(Given exercise) Please copy out the data below word for word, keeping every line and character unchanged.
☆ ☆ ☆ ☆ ☆ ☆ ☆
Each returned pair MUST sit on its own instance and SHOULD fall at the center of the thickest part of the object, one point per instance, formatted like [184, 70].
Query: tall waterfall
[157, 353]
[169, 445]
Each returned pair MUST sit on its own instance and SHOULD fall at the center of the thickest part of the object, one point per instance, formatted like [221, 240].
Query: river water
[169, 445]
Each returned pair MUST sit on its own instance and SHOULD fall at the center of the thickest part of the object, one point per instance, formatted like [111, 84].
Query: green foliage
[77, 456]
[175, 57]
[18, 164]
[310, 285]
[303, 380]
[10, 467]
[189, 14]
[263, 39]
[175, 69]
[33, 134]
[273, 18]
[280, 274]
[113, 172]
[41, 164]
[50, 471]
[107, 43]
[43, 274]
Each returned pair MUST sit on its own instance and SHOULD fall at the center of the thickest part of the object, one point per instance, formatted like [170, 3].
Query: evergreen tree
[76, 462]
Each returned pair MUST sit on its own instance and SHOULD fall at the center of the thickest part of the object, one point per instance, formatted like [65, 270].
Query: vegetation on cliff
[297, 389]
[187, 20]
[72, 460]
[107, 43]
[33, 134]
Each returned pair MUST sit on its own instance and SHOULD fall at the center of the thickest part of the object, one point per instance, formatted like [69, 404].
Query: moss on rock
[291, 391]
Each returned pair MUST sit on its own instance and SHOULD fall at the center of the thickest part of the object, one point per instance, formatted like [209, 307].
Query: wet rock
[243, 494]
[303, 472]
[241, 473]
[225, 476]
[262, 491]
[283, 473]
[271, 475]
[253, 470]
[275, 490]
☆ ☆ ☆ ☆ ☆ ☆ ☆
(Output for this exercise)
Each returned pair MUST sit on its own instance and SHOULD fall at the center of the thickest part of the object, one point per instance, formatted like [184, 70].
Query: tall waterfall
[157, 353]
[169, 445]
Each returned pair MUST sit on its own instance and SHOULD fall at the center of the thickest part of the object, one point per instance, formatted like [221, 240].
Query: river water
[169, 445]
Each returned pair MUST sit on its own instance and SHOULD fall at the center of the thickest part of the object, one point per instance, formatted like [111, 84].
Query: green foliage
[77, 456]
[175, 57]
[18, 164]
[310, 285]
[303, 380]
[10, 467]
[189, 14]
[263, 39]
[175, 69]
[33, 134]
[273, 18]
[280, 274]
[113, 172]
[41, 164]
[50, 471]
[107, 43]
[43, 274]
Each returned pair MUST sit on its own instance and SHOULD fall at the center of the thickest part of the object, one point per instance, formatted like [170, 3].
Query: evergreen tree
[76, 462]
Each returned pair MUST sit on its own instance and SHOULD fall at the center of the thickest part of the object, one point per instance, formatted like [65, 270].
Query: vegetation on cliff
[297, 389]
[187, 20]
[72, 460]
[107, 43]
[33, 134]
Each returned pair MUST sit on its own instance and SHOULD fall at the center of the thickest part of the object, one point per instance, formatted like [69, 404].
Query: moss on rock
[291, 391]
Each returned pair MUST sit on its own instance and SHOULD fall at the center of the thickest part of the object, one point per instance, formatted like [209, 307].
Query: wet rock
[243, 494]
[303, 472]
[241, 473]
[225, 476]
[262, 491]
[283, 473]
[271, 475]
[253, 470]
[275, 490]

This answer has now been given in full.